The answer must consist of each line below that contains the string "query".
---
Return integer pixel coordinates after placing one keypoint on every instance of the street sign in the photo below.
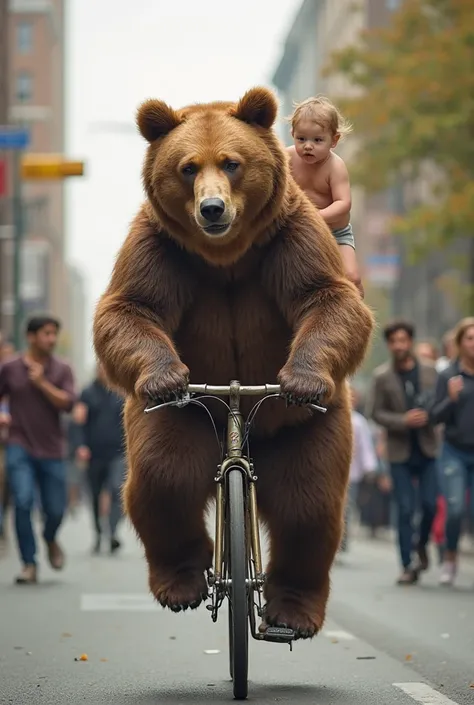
(13, 138)
(49, 166)
(3, 177)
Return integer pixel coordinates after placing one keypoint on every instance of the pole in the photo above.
(4, 117)
(17, 245)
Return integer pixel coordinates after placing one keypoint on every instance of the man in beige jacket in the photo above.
(400, 402)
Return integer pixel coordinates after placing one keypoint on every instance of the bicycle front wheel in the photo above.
(237, 572)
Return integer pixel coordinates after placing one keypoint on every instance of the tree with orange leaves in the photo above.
(414, 113)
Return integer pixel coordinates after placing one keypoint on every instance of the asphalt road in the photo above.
(382, 645)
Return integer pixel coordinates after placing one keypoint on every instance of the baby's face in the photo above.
(312, 141)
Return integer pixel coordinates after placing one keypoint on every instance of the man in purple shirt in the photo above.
(39, 387)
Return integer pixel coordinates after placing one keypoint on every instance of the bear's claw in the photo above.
(292, 617)
(181, 590)
(183, 606)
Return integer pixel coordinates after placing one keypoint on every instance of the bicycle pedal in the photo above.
(279, 635)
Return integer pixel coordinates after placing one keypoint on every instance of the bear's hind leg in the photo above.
(173, 456)
(303, 476)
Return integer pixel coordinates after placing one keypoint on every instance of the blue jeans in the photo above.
(456, 476)
(405, 496)
(24, 472)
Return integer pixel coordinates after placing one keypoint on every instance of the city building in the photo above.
(36, 101)
(392, 284)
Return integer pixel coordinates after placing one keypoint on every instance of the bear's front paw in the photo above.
(301, 386)
(164, 383)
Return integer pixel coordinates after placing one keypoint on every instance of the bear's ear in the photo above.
(257, 107)
(155, 119)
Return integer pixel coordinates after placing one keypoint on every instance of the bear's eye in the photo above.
(231, 166)
(189, 169)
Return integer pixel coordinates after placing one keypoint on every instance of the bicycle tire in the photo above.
(237, 571)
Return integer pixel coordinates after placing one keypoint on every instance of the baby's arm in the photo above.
(341, 193)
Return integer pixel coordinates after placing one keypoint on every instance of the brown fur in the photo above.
(268, 301)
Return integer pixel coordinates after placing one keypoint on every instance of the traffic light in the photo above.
(49, 166)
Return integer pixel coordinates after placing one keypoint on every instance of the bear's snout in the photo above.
(212, 209)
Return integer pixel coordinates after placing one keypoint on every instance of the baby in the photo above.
(316, 127)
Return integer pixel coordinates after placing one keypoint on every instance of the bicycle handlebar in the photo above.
(244, 390)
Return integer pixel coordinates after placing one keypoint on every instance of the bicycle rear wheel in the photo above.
(237, 572)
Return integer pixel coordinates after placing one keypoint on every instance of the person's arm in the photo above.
(341, 194)
(443, 405)
(80, 418)
(4, 405)
(391, 420)
(62, 397)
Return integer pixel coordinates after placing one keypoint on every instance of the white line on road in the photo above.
(422, 693)
(340, 635)
(116, 602)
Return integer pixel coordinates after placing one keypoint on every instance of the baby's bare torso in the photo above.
(315, 181)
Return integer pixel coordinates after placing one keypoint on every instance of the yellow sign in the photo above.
(49, 166)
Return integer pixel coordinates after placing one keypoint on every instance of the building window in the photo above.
(24, 37)
(24, 87)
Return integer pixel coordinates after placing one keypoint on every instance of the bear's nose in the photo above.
(212, 209)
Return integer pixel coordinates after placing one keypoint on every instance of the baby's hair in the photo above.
(323, 112)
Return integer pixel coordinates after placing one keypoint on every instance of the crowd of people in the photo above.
(50, 433)
(412, 467)
(419, 435)
(413, 438)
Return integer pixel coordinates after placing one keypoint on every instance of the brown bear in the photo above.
(228, 272)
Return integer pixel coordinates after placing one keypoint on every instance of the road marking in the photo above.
(422, 693)
(117, 602)
(340, 635)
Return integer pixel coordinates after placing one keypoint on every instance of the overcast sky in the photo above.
(120, 53)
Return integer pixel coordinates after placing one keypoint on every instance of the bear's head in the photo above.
(215, 174)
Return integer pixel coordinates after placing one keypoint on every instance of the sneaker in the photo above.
(114, 544)
(55, 555)
(408, 577)
(448, 573)
(424, 561)
(28, 575)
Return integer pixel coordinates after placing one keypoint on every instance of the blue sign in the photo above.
(13, 137)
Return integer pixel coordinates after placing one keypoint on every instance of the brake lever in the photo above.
(321, 409)
(179, 402)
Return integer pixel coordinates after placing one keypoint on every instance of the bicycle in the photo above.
(237, 571)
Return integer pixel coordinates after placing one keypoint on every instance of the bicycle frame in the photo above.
(235, 458)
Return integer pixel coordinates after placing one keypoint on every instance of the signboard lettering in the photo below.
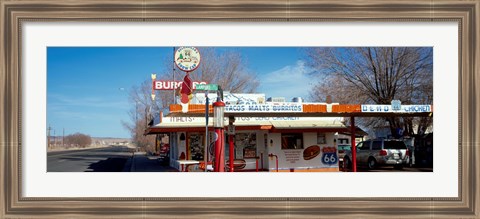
(396, 108)
(173, 85)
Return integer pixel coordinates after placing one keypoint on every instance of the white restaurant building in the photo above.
(273, 141)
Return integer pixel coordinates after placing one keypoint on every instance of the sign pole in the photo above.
(352, 139)
(205, 155)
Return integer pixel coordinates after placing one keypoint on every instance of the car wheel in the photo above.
(372, 163)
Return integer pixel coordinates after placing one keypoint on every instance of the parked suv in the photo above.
(379, 152)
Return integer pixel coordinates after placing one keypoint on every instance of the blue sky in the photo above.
(84, 83)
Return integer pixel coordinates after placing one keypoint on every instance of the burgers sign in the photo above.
(187, 58)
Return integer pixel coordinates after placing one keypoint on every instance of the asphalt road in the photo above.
(106, 159)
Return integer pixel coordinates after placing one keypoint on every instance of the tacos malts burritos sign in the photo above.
(187, 58)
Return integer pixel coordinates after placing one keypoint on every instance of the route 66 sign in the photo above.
(187, 58)
(329, 156)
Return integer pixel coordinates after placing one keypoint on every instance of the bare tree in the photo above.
(226, 69)
(376, 75)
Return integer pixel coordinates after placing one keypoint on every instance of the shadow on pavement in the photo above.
(108, 165)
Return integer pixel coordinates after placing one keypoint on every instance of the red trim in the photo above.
(276, 130)
(154, 130)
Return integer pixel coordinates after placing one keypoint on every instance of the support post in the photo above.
(352, 140)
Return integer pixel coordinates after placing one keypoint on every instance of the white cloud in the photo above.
(289, 81)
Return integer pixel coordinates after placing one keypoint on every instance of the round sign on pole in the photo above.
(187, 58)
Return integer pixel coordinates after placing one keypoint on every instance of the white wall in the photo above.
(293, 158)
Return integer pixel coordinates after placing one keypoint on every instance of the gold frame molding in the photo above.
(14, 12)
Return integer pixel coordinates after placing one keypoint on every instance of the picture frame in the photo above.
(14, 13)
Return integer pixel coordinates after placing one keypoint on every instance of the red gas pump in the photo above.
(218, 113)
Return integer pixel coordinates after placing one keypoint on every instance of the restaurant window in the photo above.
(246, 145)
(321, 139)
(196, 143)
(292, 141)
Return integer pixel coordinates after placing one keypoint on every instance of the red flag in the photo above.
(187, 87)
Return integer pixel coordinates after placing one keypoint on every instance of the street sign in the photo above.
(207, 87)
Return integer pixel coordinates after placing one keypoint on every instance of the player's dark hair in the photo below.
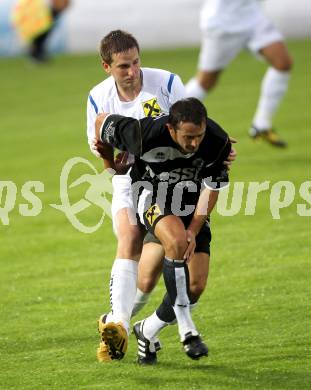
(116, 41)
(187, 110)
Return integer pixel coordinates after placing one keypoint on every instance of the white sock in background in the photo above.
(141, 299)
(122, 291)
(152, 326)
(194, 89)
(273, 88)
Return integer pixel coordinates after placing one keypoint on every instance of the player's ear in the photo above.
(107, 67)
(170, 129)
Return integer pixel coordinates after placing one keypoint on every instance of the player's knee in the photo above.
(129, 244)
(175, 248)
(284, 64)
(146, 284)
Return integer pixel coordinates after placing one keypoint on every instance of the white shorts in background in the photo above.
(219, 48)
(122, 198)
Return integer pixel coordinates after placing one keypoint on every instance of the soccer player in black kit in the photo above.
(179, 169)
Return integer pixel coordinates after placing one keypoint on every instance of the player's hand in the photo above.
(191, 245)
(232, 155)
(121, 164)
(99, 122)
(102, 149)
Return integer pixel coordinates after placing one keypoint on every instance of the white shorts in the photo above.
(122, 198)
(219, 48)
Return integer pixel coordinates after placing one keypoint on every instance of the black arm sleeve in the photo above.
(217, 177)
(123, 133)
(129, 134)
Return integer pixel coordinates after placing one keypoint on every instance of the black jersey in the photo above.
(159, 161)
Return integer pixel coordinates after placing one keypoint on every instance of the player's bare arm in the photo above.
(205, 206)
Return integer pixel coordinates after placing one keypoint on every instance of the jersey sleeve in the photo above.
(91, 114)
(175, 88)
(217, 176)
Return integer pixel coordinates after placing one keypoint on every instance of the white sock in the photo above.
(182, 304)
(152, 326)
(273, 88)
(194, 89)
(122, 291)
(141, 299)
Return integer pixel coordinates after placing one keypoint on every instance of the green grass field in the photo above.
(255, 314)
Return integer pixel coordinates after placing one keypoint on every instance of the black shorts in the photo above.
(203, 239)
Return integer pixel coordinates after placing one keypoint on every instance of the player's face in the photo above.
(125, 68)
(188, 136)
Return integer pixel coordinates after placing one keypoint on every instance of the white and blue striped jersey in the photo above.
(160, 89)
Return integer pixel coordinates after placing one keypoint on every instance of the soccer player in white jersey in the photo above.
(137, 92)
(228, 27)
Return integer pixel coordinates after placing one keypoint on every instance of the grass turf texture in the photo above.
(255, 313)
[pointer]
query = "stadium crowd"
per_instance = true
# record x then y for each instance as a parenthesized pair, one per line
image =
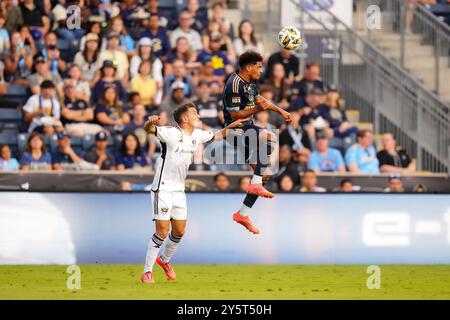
(77, 98)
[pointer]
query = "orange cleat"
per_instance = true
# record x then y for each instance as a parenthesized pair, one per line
(246, 222)
(259, 190)
(147, 277)
(170, 273)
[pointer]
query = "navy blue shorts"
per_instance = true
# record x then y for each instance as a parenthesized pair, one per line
(246, 140)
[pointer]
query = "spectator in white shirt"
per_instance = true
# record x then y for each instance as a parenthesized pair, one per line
(117, 56)
(185, 30)
(43, 111)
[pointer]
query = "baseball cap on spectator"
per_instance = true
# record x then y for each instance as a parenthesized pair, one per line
---
• _Your response_:
query = "stadium crowd"
query = "orange cleat"
query = "navy blue shorts"
query = "spectator in white shirt"
query = "baseball cap on spectator"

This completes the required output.